Keeping Up With The Penguins

Reviews For The Would-Be Booklover

7 Books That Changed My Life

Sometimes, I think we throw around the words “life changing” with regards to books a bit too casually. A book can be brilliant, challenging, wonderful, and enjoyable without necessarily actually changing your life. When I took a look back over all the books I’ve read (as best I can recall), there are only a handful that I can pinpoint as having materially affected the direction of my life, and the choices that I subsequently made. So, today I bring you an honest-to-goodness list of books that changed my life.

Books That Changed My Life - Text Overlaid Above Image Of Leaves Pegged To Line - Keeping Up With The Penguins
(The commission I get from the affiliate links on this page won’t be life-changing, but I’ll be grateful all the same!)

Thus Spoke Zarathustra by Friedrich Nietzsche

Thus Spoke Zarathustra - Friedrich Nietzsche - Book Laid on Wooden Table - Keeping Up With The Penguins

Thus Spoke Zarathustra is the first book my (now) husband ever loaned me. That sounds trite and cliche (almost as trite and cliche as calling Nietzche life-changing), but I promised you honesty and that’s what you’re getting. On the face of it, we didn’t have a lot in common in those early days: he was a bartender, I was working for a bank, he was chronically late, I was always early, he rarely left his neighbourhood, I flew back and forth across the country every couple of weeks for work… and yet, what we always shared was a love of books, and an inclination to talk about them in depth. It all began with his loaning me this tattered copy of Thus Spoke Zarathustra. Sometimes, I wonder whether things might’ve worked out differently if he’d handed me another book – The Road, perhaps, or his beloved John Berryman collection. But this was the one he pressed into my hands, and so it went. To this day, we still share book recommendations and argue happily for hours about the merits of a given work of literature. I wouldn’t have it any other way.

Supplied information:
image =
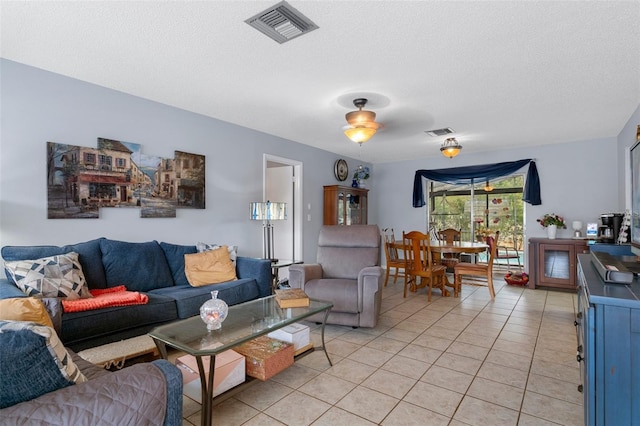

List of tasks:
a: Answer these from the post on books that changed the writer's life:
(i) According to its title, how many books does the post cover?
(ii) What was the first book the writer's husband ever loaned her?
(iii) What was the husband's job in those early days?
b: Write out the post word for word, from "Reviews For The" up to and including "changed my life.".
None of the data matters for this work.

Responses per task:
a:
(i) 7
(ii) Thus Spoke Zarathustra
(iii) He was a bartender.

b:
Reviews For The Would-Be Booklover

7 Books That Changed My Life

Sometimes, I think we throw around the words “life changing” with regards to books a bit too casually. A book can be brilliant, challenging, wonderful, and enjoyable without necessarily actually changing your life. When I took a look back over all the books I’ve read (as best I can recall), there are only a handful that I can pinpoint as having materially affected the direction of my life, and the choices that I subsequently made. So, today I bring you an honest-to-goodness list of books that changed my life.